[EXERCISE] In your copy of the entries below, keep every word exactly and leave out all images.

***** RECORDED INFORMATION

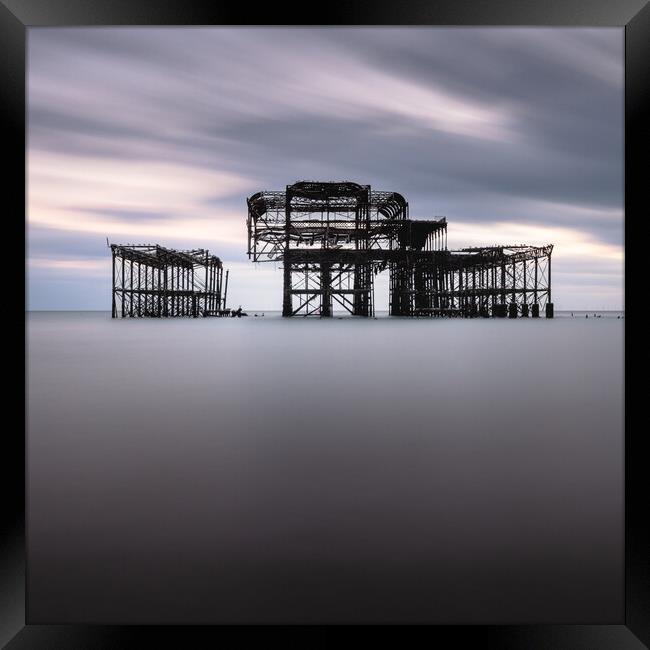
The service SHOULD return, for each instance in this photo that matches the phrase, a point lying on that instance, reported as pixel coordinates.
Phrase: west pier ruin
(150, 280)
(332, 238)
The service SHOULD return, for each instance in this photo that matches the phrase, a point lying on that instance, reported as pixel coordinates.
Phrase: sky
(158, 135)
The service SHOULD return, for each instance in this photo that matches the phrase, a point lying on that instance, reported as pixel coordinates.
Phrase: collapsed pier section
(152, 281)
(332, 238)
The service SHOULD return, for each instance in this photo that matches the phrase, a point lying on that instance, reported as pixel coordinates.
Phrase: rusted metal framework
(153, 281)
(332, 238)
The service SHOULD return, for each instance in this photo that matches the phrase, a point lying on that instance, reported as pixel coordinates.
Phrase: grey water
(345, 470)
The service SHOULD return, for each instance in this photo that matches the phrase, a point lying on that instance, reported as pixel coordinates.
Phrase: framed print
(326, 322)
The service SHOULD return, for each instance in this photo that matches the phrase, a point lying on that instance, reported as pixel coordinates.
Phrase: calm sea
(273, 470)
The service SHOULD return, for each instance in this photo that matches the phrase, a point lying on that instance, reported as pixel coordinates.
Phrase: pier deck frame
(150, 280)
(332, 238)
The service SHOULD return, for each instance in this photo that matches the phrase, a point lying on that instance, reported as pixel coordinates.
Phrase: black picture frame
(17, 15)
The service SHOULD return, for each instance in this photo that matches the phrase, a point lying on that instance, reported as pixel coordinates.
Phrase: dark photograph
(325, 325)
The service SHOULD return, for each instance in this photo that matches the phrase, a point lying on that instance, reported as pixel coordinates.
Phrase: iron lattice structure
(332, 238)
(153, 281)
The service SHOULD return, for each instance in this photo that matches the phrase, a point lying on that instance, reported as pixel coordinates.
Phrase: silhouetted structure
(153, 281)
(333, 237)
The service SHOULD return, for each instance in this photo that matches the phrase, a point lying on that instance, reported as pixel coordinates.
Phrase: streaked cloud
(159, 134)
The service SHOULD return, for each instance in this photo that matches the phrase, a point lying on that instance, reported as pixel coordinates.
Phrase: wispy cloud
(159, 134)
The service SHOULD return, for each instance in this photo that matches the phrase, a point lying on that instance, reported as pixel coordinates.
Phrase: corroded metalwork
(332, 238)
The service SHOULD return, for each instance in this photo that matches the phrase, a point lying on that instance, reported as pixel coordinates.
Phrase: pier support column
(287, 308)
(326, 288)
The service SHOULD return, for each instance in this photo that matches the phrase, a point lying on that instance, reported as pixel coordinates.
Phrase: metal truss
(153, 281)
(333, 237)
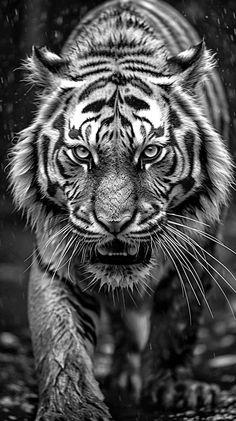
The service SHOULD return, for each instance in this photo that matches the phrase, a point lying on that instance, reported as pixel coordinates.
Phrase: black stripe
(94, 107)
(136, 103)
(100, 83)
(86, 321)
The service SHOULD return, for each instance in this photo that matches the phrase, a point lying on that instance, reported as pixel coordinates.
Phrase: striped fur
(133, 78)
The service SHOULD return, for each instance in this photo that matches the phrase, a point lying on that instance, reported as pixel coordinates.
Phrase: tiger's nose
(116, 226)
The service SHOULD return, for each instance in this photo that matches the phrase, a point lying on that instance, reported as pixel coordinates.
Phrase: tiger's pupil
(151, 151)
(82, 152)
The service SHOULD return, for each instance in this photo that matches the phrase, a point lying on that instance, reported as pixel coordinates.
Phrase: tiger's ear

**********

[RESULT FOR THIS TASK]
The service SHOULD return, for each instance in this photo that matches the phrase, a point lying on that instance, reported as pixel coordinates.
Phrase: west pier ruin
(150, 280)
(332, 238)
The service SHOULD return, for each instance in this photo that matches the phrase, a point lying on that instance, reported as pixel coordinates.
Phrase: sky
(158, 135)
The service SHOULD return, for each instance in this photo that matches the phrase, a point lying on that instance, reported as pixel coordinates.
Phrase: collapsed pier section
(152, 281)
(332, 238)
The service SHOULD return, for each instance in this photo that matches the phrase, a point lying on that instance, reported as pixel coordinates.
Phrase: rusted metal framework
(153, 281)
(332, 238)
The service SHOULD return, for each instance in this photo that matches the phrase, a point lying on that instance, reported as pixel coordinates.
Phrase: grey water
(345, 470)
The service SHOULD return, for each instance in this photo that matches the phrase, a point lying on that instance, reported as pixel coordinates.
Phrase: framed print
(326, 322)
The service SHOULD return, for each instance in this photo that matches the phrase, a point lying on that instance, reported as pixel coordinates.
Phrase: calm sea
(273, 470)
The service SHOULD return, for each instance in this photo that matches the phrase, a point lying on that instance, reported as pixel coordinates.
Phrase: pier deck frame
(150, 280)
(332, 238)
The service SHOULD return, for each instance in this photo that matches the phrase, a point lying on that instance, reported as pixel coordinates.
Phrase: black picture frame
(17, 15)
The service SHOULD return, for each instance in this photo that matches the phrase, a point lying on that instance, reported as pixel coordinates.
Phrase: dark photograph
(325, 325)
The service SHOULD return, for each instance in this photo that matches the phrase, a point lying on that instance, reported as pixel coordinates.
Phrase: iron lattice structure
(332, 238)
(153, 281)
The service SHOULD return, for each instance in this photo that matches the phrase, a point lying on that instance, reported as pixel coordinates.
Phrase: silhouetted structure
(153, 281)
(333, 237)
The service SHOULD return, for each instance in this photo that matches the phrase, a point lying on that instance, reported as pixel coordinates.
Phrase: streaked cloud
(159, 134)
The service SHOULD return, for each instance in this photo that matches the phrase, a point lying on that instance, reported as pixel coordinates.
Phrase: wispy cloud
(159, 134)
The service SHOULD return, for each instance in this photo that matches the phrase, a point lying on that instance, reported as pixel coordinates.
Phrase: corroded metalwork
(332, 238)
The service SHOULD return, for each instance in this photo that matches the phrase, a point lying on that instance, reported as pixel coordinates.
Phrase: pier support column
(287, 308)
(326, 288)
The service SHOULD return, for each instance in this photo that matches the phrase, a point lying on that instance, reported as pixel coordinates.
Phrase: metal truss
(153, 281)
(333, 237)
The service SHOULD return, for each instance in this photo that matches the phrase, a point lying on that instance, reported as pixel coordinates.
Phrase: black stripe
(94, 107)
(136, 103)
(100, 83)
(86, 321)
The service SHOULD return, for each instance in this photo that matches the phrase, a point lying on that instance, reported as pixel coordinates.
Phrase: striped fur
(133, 78)
The service SHOULD return, for each instance in this photo that matches the phrase, a point lying on that instance, reported as pixel coordinates.
Phrase: tiger's nose
(116, 226)
The service SHOULD return, for each instance in this photo that matches the phrase, a point lying on that instance, reported as pixel coordinates.
Phrase: tiger's pupil
(151, 151)
(82, 152)
The service SHOULD return, for each instance in this photo that matches the phrase, a point lying on that instance, reported as pixel coordinates.
Phrase: tiger's ear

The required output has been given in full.